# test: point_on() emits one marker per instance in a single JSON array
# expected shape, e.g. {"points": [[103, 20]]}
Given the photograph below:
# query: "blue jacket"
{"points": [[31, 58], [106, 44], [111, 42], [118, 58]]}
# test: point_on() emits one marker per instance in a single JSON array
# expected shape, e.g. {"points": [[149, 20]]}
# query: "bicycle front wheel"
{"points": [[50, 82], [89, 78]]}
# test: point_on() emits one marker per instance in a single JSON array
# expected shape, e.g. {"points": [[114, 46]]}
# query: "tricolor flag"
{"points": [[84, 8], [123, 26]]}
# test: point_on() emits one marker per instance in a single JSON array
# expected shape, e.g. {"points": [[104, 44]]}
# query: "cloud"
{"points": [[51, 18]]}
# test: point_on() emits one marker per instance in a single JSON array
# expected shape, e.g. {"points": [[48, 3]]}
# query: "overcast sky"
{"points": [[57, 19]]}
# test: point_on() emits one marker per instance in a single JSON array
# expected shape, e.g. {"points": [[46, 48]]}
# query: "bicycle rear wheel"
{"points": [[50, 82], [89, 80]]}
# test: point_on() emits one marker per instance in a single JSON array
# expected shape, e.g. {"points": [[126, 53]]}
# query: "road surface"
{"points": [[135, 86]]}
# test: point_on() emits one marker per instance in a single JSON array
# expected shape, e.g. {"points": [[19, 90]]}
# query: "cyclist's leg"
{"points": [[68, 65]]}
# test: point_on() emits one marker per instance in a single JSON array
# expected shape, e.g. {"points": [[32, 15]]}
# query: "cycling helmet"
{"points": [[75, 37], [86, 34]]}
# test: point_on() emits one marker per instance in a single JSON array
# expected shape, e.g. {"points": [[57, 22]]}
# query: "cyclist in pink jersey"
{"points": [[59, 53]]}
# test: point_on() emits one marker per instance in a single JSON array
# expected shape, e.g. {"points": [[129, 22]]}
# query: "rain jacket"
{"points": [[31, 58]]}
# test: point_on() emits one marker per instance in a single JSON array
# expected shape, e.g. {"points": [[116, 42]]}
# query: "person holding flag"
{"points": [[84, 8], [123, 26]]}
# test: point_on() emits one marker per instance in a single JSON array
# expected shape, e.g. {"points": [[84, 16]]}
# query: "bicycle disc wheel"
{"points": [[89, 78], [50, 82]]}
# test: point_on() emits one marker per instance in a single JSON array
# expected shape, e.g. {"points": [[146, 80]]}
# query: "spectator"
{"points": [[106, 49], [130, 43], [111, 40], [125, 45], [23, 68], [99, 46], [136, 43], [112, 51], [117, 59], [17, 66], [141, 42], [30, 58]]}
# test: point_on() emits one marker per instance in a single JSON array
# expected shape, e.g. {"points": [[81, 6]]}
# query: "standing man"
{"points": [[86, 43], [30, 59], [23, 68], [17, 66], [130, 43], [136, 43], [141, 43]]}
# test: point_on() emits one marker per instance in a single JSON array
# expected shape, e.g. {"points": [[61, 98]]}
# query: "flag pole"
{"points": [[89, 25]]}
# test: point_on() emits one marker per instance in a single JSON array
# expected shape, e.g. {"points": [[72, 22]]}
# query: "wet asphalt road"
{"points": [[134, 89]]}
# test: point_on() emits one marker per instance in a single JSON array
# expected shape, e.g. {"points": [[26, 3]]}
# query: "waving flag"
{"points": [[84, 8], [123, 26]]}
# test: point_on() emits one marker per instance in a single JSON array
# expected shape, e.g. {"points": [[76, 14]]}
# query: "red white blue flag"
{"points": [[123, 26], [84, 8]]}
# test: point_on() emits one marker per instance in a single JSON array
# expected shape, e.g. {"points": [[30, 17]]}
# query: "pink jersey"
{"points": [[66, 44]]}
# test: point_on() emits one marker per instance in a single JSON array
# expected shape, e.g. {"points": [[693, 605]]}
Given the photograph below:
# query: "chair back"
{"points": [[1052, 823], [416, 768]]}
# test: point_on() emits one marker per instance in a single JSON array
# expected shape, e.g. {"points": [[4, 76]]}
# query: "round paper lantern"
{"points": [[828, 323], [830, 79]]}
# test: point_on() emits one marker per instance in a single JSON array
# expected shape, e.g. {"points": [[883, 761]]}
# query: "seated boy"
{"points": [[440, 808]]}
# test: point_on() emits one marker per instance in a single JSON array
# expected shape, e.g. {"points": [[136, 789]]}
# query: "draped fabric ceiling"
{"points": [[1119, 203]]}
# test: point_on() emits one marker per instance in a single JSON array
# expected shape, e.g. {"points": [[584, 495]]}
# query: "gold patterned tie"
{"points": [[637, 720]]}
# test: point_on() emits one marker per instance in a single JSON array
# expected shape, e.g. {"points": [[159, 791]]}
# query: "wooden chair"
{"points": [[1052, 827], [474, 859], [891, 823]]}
━━━━━━━━━━━━━━━━━━━━
TASK OBJECTIVE » Print each entry exactly as it was written.

COMPLETED TASK »
# test: point_on() emits one marker per instance in a single JSON array
# expected shape, e.g. {"points": [[103, 20]]}
Given the photograph below:
# query: "blue jacket"
{"points": [[31, 58], [106, 44], [111, 42], [118, 58]]}
# test: point_on() emits one marker per instance in a single JSON array
# expected shape, e.g. {"points": [[149, 20]]}
# query: "bicycle front wheel"
{"points": [[50, 82], [89, 78]]}
# test: point_on() emits one marker per instance in a single JSON array
# expected shape, e.g. {"points": [[114, 46]]}
# query: "tricolor flag"
{"points": [[84, 8], [123, 26]]}
# test: point_on() emits one marker per instance in a single JSON array
# expected shape, e.g. {"points": [[104, 44]]}
# query: "cloud"
{"points": [[51, 18]]}
# test: point_on() emits one marker per instance in a single JSON array
# expected shape, e.g. {"points": [[48, 3]]}
# query: "overcast sky"
{"points": [[57, 19]]}
# test: point_on() emits one marker per instance in a single JSON array
# expected shape, e.g. {"points": [[46, 48]]}
# query: "bicycle rear wheel"
{"points": [[50, 82], [89, 80]]}
# test: point_on() emits one marker per instance in a single JSON array
# expected shape, e.g. {"points": [[126, 53]]}
# query: "road surface"
{"points": [[135, 86]]}
# test: point_on() emits one marker per instance in a single JSON array
# expected shape, e.g. {"points": [[19, 90]]}
# query: "cyclist's leg"
{"points": [[68, 65]]}
# test: point_on() emits one marker per instance in a single JSON array
# expected shape, e.g. {"points": [[32, 15]]}
# query: "cycling helmet"
{"points": [[75, 37], [86, 34]]}
# test: point_on() emits one marker per instance in a single JSON array
# expected shape, e.g. {"points": [[57, 22]]}
# query: "cyclist in pink jersey"
{"points": [[59, 53]]}
# test: point_on() emits one marker per instance in a single JSON array
# expected shape, e.g. {"points": [[129, 22]]}
# query: "rain jacket"
{"points": [[31, 58]]}
# test: point_on() emits one marker per instance in a single JSON array
# expected shape, e.g. {"points": [[116, 42]]}
# query: "person holding flag"
{"points": [[84, 8], [123, 26]]}
# test: point_on() emits one marker per instance in a single JSON array
# expected shape, e.g. {"points": [[84, 16]]}
# query: "bicycle disc wheel"
{"points": [[89, 78], [50, 82]]}
# test: point_on() emits one marker per instance in a single JSON array
# expected shape, e.g. {"points": [[146, 80]]}
# query: "spectator"
{"points": [[106, 49], [130, 43], [111, 40], [125, 45], [23, 68], [99, 46], [136, 43], [112, 51], [117, 59], [17, 66], [141, 42], [30, 58]]}
# test: point_on() emits one marker per instance in a single JSON array
# expected shape, e.g. {"points": [[81, 6]]}
# query: "standing man"
{"points": [[86, 43], [30, 59], [23, 68], [17, 66], [130, 43], [136, 43], [141, 43]]}
# test: point_on() emits one marker per instance in a single JSON array
# expected shape, e.g. {"points": [[61, 98]]}
# query: "flag pole"
{"points": [[89, 25]]}
# test: point_on() emits one marker per instance in a single JSON array
# expected shape, e.g. {"points": [[72, 22]]}
# query: "wet asphalt road"
{"points": [[134, 89]]}
# test: point_on() emits one marker per instance in a single JSON array
# expected shape, e.g. {"points": [[26, 3]]}
# query: "waving flag"
{"points": [[84, 8], [123, 26]]}
# test: point_on() emits one marker per instance in a single JSON array
# expected shape, e.g. {"points": [[76, 14]]}
# query: "red white blue flag"
{"points": [[123, 26], [84, 8]]}
# test: point_on() emits one marker per instance in a single JSON array
# expected shape, e.g. {"points": [[30, 17]]}
# query: "pink jersey"
{"points": [[66, 44]]}
# test: point_on() emits one marker per instance in a single JSON array
# expected shape, e.g. {"points": [[693, 605]]}
Given the photograph below:
# query: "chair back"
{"points": [[1052, 823], [416, 768]]}
# test: point_on() emits one marker per instance in a single JSON array
# expected shape, e.g. {"points": [[4, 76]]}
# query: "round paper lantern"
{"points": [[828, 323], [830, 79]]}
# test: point_on() emits one marker per instance in a single JSON array
# expected shape, e.g. {"points": [[883, 761]]}
# query: "seated boy"
{"points": [[440, 808]]}
# test: point_on() emits one marker per instance in a single JSON array
# expected shape, e.g. {"points": [[136, 789]]}
# query: "draped fabric ceiling"
{"points": [[1119, 203]]}
# test: point_on() emits one marker per instance in a single JSON array
# expected shape, e.g. {"points": [[584, 495]]}
# query: "gold patterned tie"
{"points": [[637, 720]]}
# test: point_on() emits one marker per instance in a single JSON array
# expected shape, e.g. {"points": [[159, 791]]}
# query: "wooden chair"
{"points": [[1052, 827], [474, 859], [891, 823]]}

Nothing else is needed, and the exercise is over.